- **THE TASKS**
A. In the corn snake vivarium post below, rewrite the paragraph that begins "The above one seems" as a short bulleted list that keeps its main facts.
B. Extend the corn snake vivarium post below by writing what comes next after its final sentence.
** Begin SOURCE EXTRACT **
# Corn Snake Vivarium Ideas?



## PGTibs (Apr 26, 2013)

Good morning guys!

I'm just after some help really, i'm trying to decide what vivarium i should put my corn snake in once she's slightly older. I also can't decide how i should go about decorating it, so photos of your existing vivariums would be greatly appreciated. 

My choices with the vivariums are as followed, i can't decide which one to go for, as all of them will fit where i plan to put it, it just depends on the sizings, style and/or pricings. 

http://www.amazon.co.uk/Zoo-Med-Repti-Habitat-Snake/dp/B004HC2SHU
The ZooMed kit would save me a great deal of money, but the vivarium is the smallest of the options.

http://www.petsathome.com/shop/oak-...eld-(available-in-selected-stores-only)-27987
The above one seems to be the best vivarium wise, but will probably be the most pricey version. I can get a discount on anything from PAH so the vivarium would be cheaper, but it involves buying everything individually. It would allow me to do more with it though.

The final choice is the Exo Terra 60x45x45, which would cost the most but would match my existing vivariums.
** End SOURCE EXTRACT **
** Begin DATA ROWS **
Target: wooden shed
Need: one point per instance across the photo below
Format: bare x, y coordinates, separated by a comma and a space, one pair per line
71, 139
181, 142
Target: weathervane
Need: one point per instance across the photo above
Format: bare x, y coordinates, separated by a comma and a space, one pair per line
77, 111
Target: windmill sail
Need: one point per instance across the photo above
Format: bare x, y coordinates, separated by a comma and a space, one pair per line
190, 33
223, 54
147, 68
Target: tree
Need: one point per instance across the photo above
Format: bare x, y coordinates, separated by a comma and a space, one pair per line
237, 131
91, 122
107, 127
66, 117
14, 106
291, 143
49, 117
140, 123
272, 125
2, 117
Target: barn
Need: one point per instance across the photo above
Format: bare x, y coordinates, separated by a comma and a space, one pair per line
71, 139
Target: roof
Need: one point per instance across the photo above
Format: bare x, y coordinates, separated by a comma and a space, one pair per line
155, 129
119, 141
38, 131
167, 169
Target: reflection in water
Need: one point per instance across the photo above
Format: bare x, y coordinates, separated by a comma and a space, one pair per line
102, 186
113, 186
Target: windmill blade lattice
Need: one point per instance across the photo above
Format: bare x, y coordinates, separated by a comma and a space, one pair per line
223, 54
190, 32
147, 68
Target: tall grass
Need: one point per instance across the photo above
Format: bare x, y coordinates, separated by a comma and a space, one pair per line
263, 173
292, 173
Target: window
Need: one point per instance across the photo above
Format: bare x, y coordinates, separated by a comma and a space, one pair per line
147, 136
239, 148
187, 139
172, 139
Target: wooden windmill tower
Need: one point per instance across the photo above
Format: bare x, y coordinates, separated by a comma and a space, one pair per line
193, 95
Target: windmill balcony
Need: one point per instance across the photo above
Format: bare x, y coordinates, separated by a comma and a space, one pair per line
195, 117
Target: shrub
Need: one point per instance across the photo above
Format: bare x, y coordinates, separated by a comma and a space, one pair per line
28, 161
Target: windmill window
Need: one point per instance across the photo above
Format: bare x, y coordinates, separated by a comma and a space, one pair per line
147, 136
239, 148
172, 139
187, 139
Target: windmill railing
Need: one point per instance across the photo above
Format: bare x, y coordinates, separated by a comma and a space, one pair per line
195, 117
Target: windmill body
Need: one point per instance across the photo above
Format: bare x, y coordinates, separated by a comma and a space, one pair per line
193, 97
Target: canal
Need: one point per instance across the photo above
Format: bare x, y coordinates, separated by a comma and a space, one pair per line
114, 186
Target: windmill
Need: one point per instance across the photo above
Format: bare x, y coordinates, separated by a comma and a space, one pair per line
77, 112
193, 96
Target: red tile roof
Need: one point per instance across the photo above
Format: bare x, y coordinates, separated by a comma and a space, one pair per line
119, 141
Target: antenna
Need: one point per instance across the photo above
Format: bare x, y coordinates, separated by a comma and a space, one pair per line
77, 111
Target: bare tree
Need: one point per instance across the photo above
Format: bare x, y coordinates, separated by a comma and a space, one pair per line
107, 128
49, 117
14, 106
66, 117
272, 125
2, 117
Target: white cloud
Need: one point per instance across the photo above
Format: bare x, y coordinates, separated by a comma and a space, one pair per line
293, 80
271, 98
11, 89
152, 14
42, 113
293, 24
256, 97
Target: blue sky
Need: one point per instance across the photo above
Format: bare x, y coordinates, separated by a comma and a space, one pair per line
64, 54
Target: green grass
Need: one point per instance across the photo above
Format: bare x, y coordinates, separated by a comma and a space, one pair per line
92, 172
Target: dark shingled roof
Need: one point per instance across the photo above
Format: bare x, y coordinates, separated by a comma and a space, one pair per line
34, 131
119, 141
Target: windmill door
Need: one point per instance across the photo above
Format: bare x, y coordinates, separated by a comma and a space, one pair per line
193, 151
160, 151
** End DATA ROWS **
- **RESULTS OF THE EXERCISE**
A.
- Appears to be the best of the vivarium options
- Likely the most expensive version
- A discount at PAH would lower the vivarium's price
- Everything would have to be bought separately
- Allows more to be done with the setup

B.
Any opinions are completely welcome, or other recommendations would be much appreciated.

Any photos of your vivariums for your corn snakes would also be very helpful.

Thank you! 
Steve


----------



## Meko (Apr 29, 2007)

I wouldn't put a corn snake in either of those options to be honest; they're both way too small unless you're planning on upgrading when she's bigger.


----------



## PGTibs (Apr 26, 2013)

It'd only be as an inbetween while she grew, she'll eventually move to a 4ft with some arboreal space too. It wouldn't be forever


----------



## Meko (Apr 29, 2007)

I'd probably go for the Exo Terra then, you've more options for when it's empty. 
The other one would only be any use for something like small geckos.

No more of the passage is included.